Tarea pendiente: Por favor, indica cuántas líneas de los registros contienen la palabra "litter". Da solo el número.

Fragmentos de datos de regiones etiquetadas
· · · · · · ·

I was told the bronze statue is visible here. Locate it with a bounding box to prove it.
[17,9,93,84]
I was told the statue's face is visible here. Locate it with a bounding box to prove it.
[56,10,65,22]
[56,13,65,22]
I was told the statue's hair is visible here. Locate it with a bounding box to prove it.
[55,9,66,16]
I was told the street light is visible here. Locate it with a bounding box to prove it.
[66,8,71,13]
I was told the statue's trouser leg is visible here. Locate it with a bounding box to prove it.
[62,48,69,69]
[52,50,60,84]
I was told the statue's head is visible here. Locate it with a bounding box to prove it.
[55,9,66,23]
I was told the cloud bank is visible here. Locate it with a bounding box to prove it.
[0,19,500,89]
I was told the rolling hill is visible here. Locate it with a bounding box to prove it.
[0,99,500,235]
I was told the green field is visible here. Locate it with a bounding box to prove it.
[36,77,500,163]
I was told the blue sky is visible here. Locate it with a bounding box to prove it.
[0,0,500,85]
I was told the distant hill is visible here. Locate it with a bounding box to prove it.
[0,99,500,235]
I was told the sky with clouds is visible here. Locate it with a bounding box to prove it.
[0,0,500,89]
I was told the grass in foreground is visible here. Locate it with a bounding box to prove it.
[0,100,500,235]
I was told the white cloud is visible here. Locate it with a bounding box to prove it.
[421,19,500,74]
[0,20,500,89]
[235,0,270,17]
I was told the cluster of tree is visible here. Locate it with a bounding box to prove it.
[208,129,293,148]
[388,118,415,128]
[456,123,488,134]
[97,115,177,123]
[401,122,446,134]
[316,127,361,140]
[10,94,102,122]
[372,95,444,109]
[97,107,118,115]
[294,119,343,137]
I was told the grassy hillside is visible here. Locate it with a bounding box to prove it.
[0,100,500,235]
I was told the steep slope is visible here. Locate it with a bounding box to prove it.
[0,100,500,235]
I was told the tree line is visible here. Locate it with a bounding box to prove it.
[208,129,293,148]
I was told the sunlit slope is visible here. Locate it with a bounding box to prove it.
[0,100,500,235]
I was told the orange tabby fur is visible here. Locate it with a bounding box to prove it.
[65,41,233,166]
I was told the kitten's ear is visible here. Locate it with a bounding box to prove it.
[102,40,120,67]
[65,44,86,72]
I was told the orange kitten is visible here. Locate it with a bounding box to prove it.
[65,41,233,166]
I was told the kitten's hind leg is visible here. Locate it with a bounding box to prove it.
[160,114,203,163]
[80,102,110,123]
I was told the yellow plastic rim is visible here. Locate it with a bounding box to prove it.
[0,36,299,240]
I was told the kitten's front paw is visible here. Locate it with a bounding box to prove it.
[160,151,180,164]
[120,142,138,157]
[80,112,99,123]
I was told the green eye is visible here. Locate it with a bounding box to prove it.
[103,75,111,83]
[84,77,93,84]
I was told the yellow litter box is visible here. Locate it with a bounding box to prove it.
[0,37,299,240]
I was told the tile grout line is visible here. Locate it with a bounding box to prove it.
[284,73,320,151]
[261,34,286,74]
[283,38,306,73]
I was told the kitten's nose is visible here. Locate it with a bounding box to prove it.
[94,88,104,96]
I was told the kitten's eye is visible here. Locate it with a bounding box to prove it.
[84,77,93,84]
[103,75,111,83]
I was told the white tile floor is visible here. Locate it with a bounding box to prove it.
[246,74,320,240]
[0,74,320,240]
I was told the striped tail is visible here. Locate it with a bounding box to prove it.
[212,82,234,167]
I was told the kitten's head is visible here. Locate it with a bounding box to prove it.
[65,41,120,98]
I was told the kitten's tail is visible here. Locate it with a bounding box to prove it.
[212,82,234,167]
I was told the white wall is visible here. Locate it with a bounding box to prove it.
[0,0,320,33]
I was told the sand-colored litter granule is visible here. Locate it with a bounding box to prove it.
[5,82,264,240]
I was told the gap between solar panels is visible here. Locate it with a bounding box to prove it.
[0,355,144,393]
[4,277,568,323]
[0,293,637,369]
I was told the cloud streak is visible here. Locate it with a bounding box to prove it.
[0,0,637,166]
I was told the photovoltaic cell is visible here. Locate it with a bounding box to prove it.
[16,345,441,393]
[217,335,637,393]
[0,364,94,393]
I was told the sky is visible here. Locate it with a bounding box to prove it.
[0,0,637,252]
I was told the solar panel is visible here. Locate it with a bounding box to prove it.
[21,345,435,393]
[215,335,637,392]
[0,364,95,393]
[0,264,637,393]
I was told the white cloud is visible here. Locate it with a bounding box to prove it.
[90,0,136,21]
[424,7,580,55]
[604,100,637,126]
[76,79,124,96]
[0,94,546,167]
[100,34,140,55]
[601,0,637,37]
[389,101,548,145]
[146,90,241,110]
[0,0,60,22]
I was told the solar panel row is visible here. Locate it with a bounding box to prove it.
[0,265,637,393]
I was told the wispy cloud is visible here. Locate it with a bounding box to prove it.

· · · · · · ·

Ejercicio resuelto: 2